Segment Start: The data

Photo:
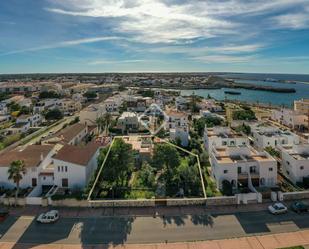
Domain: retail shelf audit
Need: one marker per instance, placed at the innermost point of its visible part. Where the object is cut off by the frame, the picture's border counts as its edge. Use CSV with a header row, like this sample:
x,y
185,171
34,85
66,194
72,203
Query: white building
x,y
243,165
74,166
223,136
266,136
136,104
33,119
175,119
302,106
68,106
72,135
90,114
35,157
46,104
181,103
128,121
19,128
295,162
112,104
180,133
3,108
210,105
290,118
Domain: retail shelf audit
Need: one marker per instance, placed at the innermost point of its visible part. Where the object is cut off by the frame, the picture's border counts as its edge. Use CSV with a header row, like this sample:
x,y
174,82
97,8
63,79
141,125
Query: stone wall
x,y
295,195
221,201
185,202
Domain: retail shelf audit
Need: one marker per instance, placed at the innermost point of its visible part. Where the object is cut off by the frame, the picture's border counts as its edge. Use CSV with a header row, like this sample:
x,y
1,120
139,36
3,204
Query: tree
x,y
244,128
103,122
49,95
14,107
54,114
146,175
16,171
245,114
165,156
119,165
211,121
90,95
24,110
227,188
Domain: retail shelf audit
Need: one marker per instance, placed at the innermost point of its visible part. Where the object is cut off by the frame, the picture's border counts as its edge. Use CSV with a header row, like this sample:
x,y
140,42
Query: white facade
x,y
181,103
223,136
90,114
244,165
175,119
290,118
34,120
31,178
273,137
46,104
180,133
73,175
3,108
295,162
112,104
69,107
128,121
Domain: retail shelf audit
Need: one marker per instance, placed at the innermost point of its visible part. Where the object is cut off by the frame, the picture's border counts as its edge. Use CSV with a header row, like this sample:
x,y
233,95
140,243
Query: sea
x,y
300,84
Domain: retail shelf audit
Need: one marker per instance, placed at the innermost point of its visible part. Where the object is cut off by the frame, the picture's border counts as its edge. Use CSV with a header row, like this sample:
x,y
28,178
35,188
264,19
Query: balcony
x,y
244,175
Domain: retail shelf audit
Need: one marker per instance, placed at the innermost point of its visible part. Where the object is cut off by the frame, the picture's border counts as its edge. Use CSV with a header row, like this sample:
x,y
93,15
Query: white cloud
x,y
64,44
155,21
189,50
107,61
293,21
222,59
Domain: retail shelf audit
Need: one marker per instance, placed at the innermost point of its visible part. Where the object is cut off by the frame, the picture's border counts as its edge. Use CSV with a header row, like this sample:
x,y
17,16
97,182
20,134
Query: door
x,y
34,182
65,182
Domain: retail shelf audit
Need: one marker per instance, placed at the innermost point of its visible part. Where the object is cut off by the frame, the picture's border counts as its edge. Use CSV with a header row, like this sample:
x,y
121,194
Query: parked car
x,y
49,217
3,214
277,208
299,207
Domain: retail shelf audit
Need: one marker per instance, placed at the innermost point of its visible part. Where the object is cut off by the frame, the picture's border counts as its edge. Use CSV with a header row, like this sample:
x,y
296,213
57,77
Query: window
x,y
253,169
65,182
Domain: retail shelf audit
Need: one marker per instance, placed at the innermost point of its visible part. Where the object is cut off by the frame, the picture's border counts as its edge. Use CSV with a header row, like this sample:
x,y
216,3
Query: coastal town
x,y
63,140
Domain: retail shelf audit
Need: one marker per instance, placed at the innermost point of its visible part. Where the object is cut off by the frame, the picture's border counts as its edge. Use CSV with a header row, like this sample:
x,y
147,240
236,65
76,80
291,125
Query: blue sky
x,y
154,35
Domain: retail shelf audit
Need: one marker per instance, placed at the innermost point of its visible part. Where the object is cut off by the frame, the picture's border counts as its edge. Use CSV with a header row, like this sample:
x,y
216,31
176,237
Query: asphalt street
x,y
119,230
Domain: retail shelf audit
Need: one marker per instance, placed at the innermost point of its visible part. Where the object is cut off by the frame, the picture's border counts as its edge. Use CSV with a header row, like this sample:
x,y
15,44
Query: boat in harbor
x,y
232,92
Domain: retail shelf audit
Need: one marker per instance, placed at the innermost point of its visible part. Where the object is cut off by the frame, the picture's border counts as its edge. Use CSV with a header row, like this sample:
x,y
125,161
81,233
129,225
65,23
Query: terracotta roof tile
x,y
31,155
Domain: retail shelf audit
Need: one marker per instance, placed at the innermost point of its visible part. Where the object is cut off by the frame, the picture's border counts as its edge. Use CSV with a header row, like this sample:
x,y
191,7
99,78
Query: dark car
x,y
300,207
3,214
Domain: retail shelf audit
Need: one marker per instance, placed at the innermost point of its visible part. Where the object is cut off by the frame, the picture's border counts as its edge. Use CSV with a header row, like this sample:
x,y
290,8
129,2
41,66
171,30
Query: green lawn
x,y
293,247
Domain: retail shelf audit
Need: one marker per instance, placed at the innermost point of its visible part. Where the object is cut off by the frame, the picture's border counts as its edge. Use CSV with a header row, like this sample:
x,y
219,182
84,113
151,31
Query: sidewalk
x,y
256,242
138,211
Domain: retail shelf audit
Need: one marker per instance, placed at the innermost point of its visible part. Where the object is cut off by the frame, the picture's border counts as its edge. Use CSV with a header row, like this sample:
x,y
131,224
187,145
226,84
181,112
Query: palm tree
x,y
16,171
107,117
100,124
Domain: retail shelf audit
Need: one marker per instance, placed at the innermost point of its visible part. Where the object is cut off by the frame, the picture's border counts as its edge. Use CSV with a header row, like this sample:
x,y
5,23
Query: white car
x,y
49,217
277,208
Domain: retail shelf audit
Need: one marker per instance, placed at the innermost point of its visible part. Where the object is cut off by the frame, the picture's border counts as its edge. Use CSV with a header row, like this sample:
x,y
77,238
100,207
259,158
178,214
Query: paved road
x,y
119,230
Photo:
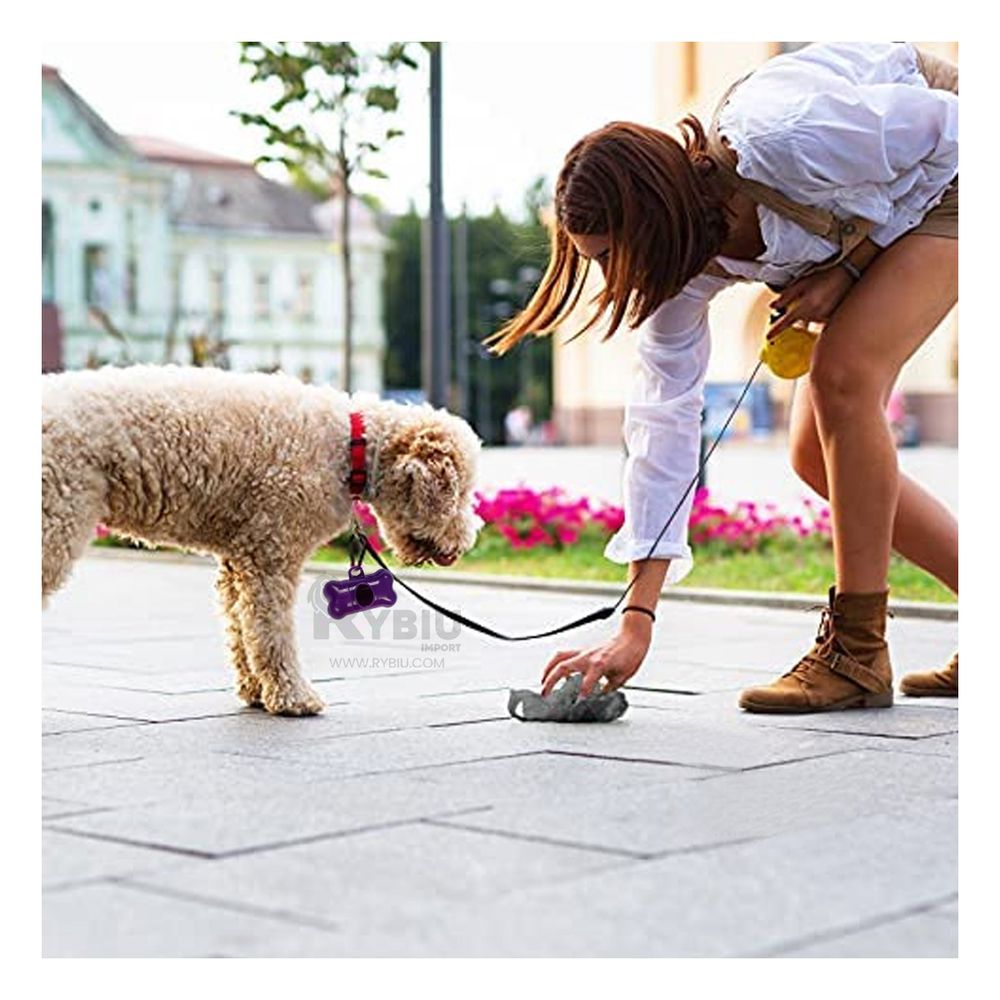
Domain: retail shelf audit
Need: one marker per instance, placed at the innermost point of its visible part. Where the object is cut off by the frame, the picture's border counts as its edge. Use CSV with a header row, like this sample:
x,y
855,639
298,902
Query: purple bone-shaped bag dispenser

Segment End: The data

> **Exercise instructions**: Copy the listing above exactly, minus the pictures.

> **Output for this task**:
Photo:
Domain: retail shelf audit
Need: one marker per instance, placed at the innermost point of its visible part. Where the object is cut off by the frame, the picture's border counts as its edge. Use CSV with a header row, like this sample:
x,y
185,171
34,85
66,194
72,203
Query: white building
x,y
243,165
74,166
223,136
266,136
136,104
33,119
175,119
302,106
68,106
72,135
90,114
35,157
46,104
181,103
128,121
19,128
295,162
112,104
180,133
3,108
210,105
290,118
Domain: retail shelf audit
Need: one marker per instance, placed at the innermost point of its visible part. Where the object is cut off by the frame, the picture's border counts as its edge. Use CSV with a header row, like this sample:
x,y
174,82
97,8
63,79
141,125
Query: stone wall
x,y
295,195
221,201
185,202
Domain: retail shelf audit
Need: one marker per instance, placed at the innermost point of its visible part. Where the object is cut off by the frame, the picture's border counts as its edge. Use CSV with a header row, like this sample:
x,y
1,120
139,36
3,204
Query: tree
x,y
244,128
103,122
49,95
14,107
54,114
146,175
16,171
245,114
165,156
119,165
211,121
90,95
24,110
227,188
Domain: retail shelf audit
Need: one marker per instance, placed at the innermost point of its visible part. Where the object is cut off by the frame, the picture's border counts as its edge. Use CSV with a header row, like this sample:
x,y
140,42
Query: white facade
x,y
181,103
223,136
90,114
244,165
175,119
290,118
34,120
31,178
273,137
46,104
180,133
73,175
3,108
295,162
112,104
69,107
128,121
Domain: retail shelf audit
Need: one marker per instance, placed at the innermost point of its visible part. Where the object is cut off by the frame, the picture's border counts as its edge. Use CSV with a header row, like this sample:
x,y
233,95
140,243
Query: sea
x,y
300,84
Domain: retail shelf audit
Need: one marker per instance, placed at the innermost point of its visible part. Where the object is cut off by the frame, the picture's border counts as its edge. Use CSV with a header row, like this sample:
x,y
28,178
35,188
264,19
Query: balcony
x,y
244,175
Domain: retail shelf audit
Need: one marker per instance, placed at the innermost point of its visible part. Where the object is cut off by the frame, the picture's border counts as its edge. Use CSV with a header row, like this sample:
x,y
93,15
Query: white cloud
x,y
64,44
155,21
189,50
107,61
293,21
222,59
Domain: retail shelf audit
Need: one marker per instance, placed at the innermost point of its visible part. Where the object is cut off by the frame, the picture's border counts as its edge. Use CSV with a header row, like this sample:
x,y
17,16
97,182
20,134
Query: door
x,y
34,182
65,182
Domain: retail shelf audit
Need: one marker per instance, placed at the innermost point of its visible part. Where the object is cut off by the frame, the picture's border counts as its edge. Use CSV with a header row, like this sample:
x,y
121,194
Query: parked car
x,y
49,217
3,214
277,208
299,207
Domain: retail shelf audit
Need: one marker per instance, placed at the innermost point of its visible part. Where the object is cut off by the frame, the picture's border counts as its edge. Use CSV with a header row, like this sample:
x,y
296,213
57,77
Query: window
x,y
253,169
65,182
Domain: retail shelf audit
Need: one marker per instance, placed at the innermost point of its visible part. Where the object is cut off by the frame, the picture's border counts as its edge. Use CSV with a header row, like this sample:
x,y
216,3
Query: coastal town
x,y
63,140
Domain: retail shelf audit
Need: one marker per instance, placed at the innermost point of its visible part. Where the object is cut off by the frame, the picture's border counts as its edge. Use CSV with a header row, like this sample:
x,y
147,240
236,65
76,80
291,125
Query: blue sky
x,y
154,35
Domain: retail shelf audit
Need: one marker per instance, placed at the innermost point of its visible part. Where the object is cut off by the frame, the picture's border counts as its edge. Use CSV with a header row, like this sample:
x,y
216,31
176,237
Query: asphalt street
x,y
119,230
Domain: retail shelf audit
Need: one marker per instance, placed at the innermost point of its visible part. Where the object is cut off by the frame, the picture's border counts as its edge. Use CSV with a header row, like this sample:
x,y
15,44
Query: boat in harbor
x,y
232,92
Domain: retail shelf audit
Need: one marker per instance, placed at the innermost point of its visible part. Where the object is cut off by the frame, the picture's border counts as its edge. Use CSV with a header row, like this sample:
x,y
125,161
81,233
129,225
65,23
Query: terracotta roof tile
x,y
31,155
Domain: retail shelf audit
Need: one marker per instance, placed at the innermost point of its visible part. Where the object is cut off by the frame, the picture's border counts as its edge. Use CSV with a header row, like this sample:
x,y
191,7
99,78
Query: dark car
x,y
300,207
3,214
Domain: retail shelf audit
Need: one marker per instance, placed at the innermost point of its visible part. Where the object is cut off by the frame, the picture's border counts as its edge. Use CSV with a header row, like this sample:
x,y
290,8
129,2
41,66
171,30
Query: green lawn
x,y
293,247
Domain: retail shelf audit
Need: one marker per instance, placed at the innermost point of its visible part. Where the object is cut off by the frame, the picture's border counts as its edge. Use CSV with a header row, like this sample:
x,y
219,182
84,113
151,31
Query: sidewalk
x,y
256,242
138,211
Domain: retail shelf audit
Need: one marker per instance, placed at the innermost point of its visible part. Where the object is cut off by the frame, the picture's border counts as its edge. Use CSV with a header row, like this sample:
x,y
131,224
187,145
226,84
181,112
Query: palm tree
x,y
16,171
107,117
100,124
Domain: retail shelf audit
Need: one marker per instance, placed at the innermost point of its visible part. Where the object is cut off by the frame, the picture's border counts as its edge. Use CSV with a header row, like this sample:
x,y
5,23
Query: white car
x,y
49,217
277,208
Domain: retail shelf audit
Need: one marker per instance, placed at the innermost point of its visible part. Where the object is cut off by the frame, the picture's border counts as its edge. Use CSV with a header row, like this sample:
x,y
77,238
100,207
259,158
178,214
Query: paved road
x,y
119,230
Photo:
Domain: retail shelf audit
Need: one marker per instance, placed at the innermost point of its visible part. Where the object is cut off by the frame, the picture's border counts as its edge. Use CSV with a header row, like this sample:
x,y
855,639
298,902
Query: purple bone-shaped bag dispenser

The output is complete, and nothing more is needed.